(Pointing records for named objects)
◇ ◇ ◇ ◇ ◇ ◇ ◇
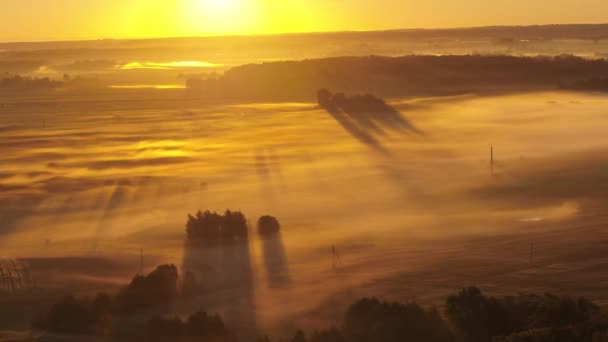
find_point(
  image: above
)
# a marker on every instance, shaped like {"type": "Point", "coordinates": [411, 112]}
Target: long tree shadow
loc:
{"type": "Point", "coordinates": [366, 117]}
{"type": "Point", "coordinates": [218, 275]}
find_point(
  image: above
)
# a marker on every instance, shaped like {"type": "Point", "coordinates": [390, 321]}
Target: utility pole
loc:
{"type": "Point", "coordinates": [531, 251]}
{"type": "Point", "coordinates": [492, 160]}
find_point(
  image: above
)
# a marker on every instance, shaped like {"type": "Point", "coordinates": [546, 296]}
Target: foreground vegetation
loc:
{"type": "Point", "coordinates": [141, 312]}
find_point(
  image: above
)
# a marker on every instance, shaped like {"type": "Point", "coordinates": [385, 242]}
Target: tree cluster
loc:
{"type": "Point", "coordinates": [100, 316]}
{"type": "Point", "coordinates": [395, 76]}
{"type": "Point", "coordinates": [212, 228]}
{"type": "Point", "coordinates": [268, 225]}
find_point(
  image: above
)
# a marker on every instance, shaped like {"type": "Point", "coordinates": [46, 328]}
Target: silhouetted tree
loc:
{"type": "Point", "coordinates": [210, 227]}
{"type": "Point", "coordinates": [268, 225]}
{"type": "Point", "coordinates": [373, 320]}
{"type": "Point", "coordinates": [154, 291]}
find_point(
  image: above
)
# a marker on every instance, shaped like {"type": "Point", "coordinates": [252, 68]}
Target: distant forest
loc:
{"type": "Point", "coordinates": [396, 76]}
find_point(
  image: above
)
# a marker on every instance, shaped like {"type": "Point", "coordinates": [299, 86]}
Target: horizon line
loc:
{"type": "Point", "coordinates": [244, 35]}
◇ ◇ ◇ ◇ ◇ ◇ ◇
- **TASK PROMPT**
Copy out these lines word for word, but omit the pictures.

- **TASK OUTPUT**
find_point(
  image: above
)
# a marker on every instance, shaped like {"type": "Point", "coordinates": [411, 112]}
Target: long tree shadow
loc:
{"type": "Point", "coordinates": [366, 117]}
{"type": "Point", "coordinates": [218, 275]}
find_point(
  image: above
)
# a marker on every instance, shaped like {"type": "Point", "coordinates": [390, 321]}
Target: utility pole
loc:
{"type": "Point", "coordinates": [531, 251]}
{"type": "Point", "coordinates": [492, 160]}
find_point(
  image: above
)
# a marker on every instance, shaped like {"type": "Point", "coordinates": [546, 296]}
Target: foreground vegetation
loc:
{"type": "Point", "coordinates": [141, 312]}
find_point(
  image: above
)
# a marker on every instance, shaped like {"type": "Point", "coordinates": [385, 242]}
Target: tree cluster
loc:
{"type": "Point", "coordinates": [100, 316]}
{"type": "Point", "coordinates": [395, 76]}
{"type": "Point", "coordinates": [212, 228]}
{"type": "Point", "coordinates": [268, 225]}
find_point(
  image: above
)
# a marker on every instance, shaped like {"type": "Point", "coordinates": [46, 328]}
Target: silhouetted tree
loc:
{"type": "Point", "coordinates": [210, 227]}
{"type": "Point", "coordinates": [268, 225]}
{"type": "Point", "coordinates": [373, 320]}
{"type": "Point", "coordinates": [154, 291]}
find_point(
  image: above
)
# a marker on every instance, shaped like {"type": "Point", "coordinates": [252, 68]}
Target: distant forest
loc:
{"type": "Point", "coordinates": [396, 76]}
find_point(
  image: above
)
# a marker on every instance, shaped like {"type": "Point", "coordinates": [299, 86]}
Target: horizon line
loc:
{"type": "Point", "coordinates": [244, 35]}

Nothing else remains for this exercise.